== RECORDS FOR THIS TASK ==
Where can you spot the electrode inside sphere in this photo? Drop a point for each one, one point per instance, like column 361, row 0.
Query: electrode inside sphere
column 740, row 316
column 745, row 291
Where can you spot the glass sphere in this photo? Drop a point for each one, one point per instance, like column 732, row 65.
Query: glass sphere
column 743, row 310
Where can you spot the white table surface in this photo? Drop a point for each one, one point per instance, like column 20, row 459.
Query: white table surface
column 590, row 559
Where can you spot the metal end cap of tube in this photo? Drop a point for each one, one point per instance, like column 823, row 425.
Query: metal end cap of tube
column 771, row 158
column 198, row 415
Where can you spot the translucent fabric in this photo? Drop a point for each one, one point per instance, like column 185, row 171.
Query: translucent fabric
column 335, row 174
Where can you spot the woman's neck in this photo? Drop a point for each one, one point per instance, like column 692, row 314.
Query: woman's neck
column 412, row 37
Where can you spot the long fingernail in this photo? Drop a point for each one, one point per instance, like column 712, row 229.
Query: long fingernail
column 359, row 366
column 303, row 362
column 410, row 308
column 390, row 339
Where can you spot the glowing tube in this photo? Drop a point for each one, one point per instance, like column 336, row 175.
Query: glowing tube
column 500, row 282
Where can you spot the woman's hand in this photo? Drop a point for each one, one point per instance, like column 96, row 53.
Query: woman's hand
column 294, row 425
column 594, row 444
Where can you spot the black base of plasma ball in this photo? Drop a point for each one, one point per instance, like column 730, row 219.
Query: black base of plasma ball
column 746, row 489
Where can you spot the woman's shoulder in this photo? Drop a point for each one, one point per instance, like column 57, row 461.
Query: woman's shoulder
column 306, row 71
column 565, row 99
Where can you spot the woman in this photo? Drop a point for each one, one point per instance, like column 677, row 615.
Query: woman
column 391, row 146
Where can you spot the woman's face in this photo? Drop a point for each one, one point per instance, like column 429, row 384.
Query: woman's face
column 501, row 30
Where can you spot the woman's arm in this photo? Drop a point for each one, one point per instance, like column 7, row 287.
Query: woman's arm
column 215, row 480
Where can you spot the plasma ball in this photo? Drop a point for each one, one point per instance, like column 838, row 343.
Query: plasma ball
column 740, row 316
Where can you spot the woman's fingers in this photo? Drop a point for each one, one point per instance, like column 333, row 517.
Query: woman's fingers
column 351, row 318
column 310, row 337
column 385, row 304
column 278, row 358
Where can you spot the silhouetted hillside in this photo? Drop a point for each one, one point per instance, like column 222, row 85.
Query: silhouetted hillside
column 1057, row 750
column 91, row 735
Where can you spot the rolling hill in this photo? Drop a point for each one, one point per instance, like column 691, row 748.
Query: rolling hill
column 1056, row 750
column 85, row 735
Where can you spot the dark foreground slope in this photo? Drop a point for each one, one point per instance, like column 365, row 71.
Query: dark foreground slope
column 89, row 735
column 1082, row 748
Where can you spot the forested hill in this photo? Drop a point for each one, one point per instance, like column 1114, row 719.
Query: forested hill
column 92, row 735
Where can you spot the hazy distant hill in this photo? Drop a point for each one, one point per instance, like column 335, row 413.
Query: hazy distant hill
===
▶ **TASK PROMPT**
For this exercise, output the records in full, exactly.

▶ **WRITTEN ANSWER**
Where can you spot the electrode inside sphere in this photo? Drop a point for each one, one point per instance, like column 361, row 0.
Query: electrode inside sphere
column 740, row 316
column 745, row 291
Where can you spot the glass sphere in this photo? Drop a point for each one, one point per instance, like column 732, row 65.
Query: glass sphere
column 743, row 310
Where can you spot the white table surface in this photo? Drop a point for each one, one point per instance, like column 20, row 459.
Query: white table surface
column 590, row 559
Where can you spot the metal end cap of tube in this photo? Drop a point for each one, one point per instance, like column 823, row 425.
Query: metal end cap of tube
column 771, row 158
column 198, row 415
Where can you spot the translucent fabric in this photo? Drop a point for each one, one point per instance, like column 185, row 171.
Query: translucent fabric
column 335, row 174
Where can you spot the woman's neck in this photo? Drop a point for each one, one point per instance, like column 692, row 314.
Query: woman's neck
column 412, row 37
Where can you spot the long fingernail in this photo? Drop a point for each one, one point per instance, like column 712, row 229.
Query: long fingernail
column 359, row 366
column 303, row 362
column 410, row 308
column 390, row 339
Where can you spot the glowing tube in this photo? Drop a point for each one, one point per instance, like column 336, row 175.
Query: glowing tube
column 500, row 282
Where can you spot the woman's hand in this photo? Drop a point for each one, one point per instance, like column 96, row 53.
Query: woman's hand
column 294, row 425
column 594, row 444
Where can you spot the black base of plasma ball in this photo? Drop a point for each one, one point per instance, like column 730, row 219.
Query: black base of plasma ball
column 746, row 489
Where can you spot the woman's shoulder in this photo? Drop a point for each one, one point per instance, like column 57, row 461.
Query: woman's shoulder
column 306, row 71
column 565, row 99
Where can you spot the woman in this photo? Drop a point for each one, one point per instance, like column 677, row 615.
Query: woman
column 391, row 146
Where can you spot the woman's face in this photo? Drop a point for each one, one point per instance, like column 429, row 384.
Query: woman's face
column 501, row 30
Where can you spot the woman's arm in this photo? Drop a point for each one, one point per instance, like column 7, row 287.
Query: woman's arm
column 215, row 480
Where can you spot the plasma ball in this photo? Drop a point for each one, one point per instance, like column 838, row 343.
Query: plasma ball
column 740, row 316
Where can you spot the woman's fingers in this photo? Drop a point for each one, one point per instance, like column 333, row 517.
Query: woman's fingers
column 351, row 318
column 310, row 337
column 385, row 304
column 278, row 358
Where can you spot the silhouetted hillside in this photo? Drop a point for each one, one point per instance, like column 222, row 85.
Query: silhouetted hillside
column 1057, row 750
column 91, row 735
Where can you spot the rolling hill in this photo? Drop a point for each one, one point per instance, like column 691, row 748.
Query: rolling hill
column 1056, row 750
column 85, row 735
Where can you spot the dark foreground slope in this photo? Drop a point for each one, one point per instance, like column 365, row 71.
Query: dark foreground slope
column 89, row 735
column 1082, row 748
Where can you spot the forested hill in this photo? Drop a point for each one, one point per instance, like column 1114, row 719.
Query: forested hill
column 92, row 735
Where can you spot the hazy distant hill in this photo? Drop a point for each one, one point per instance, like column 335, row 413.
Query: hazy distant hill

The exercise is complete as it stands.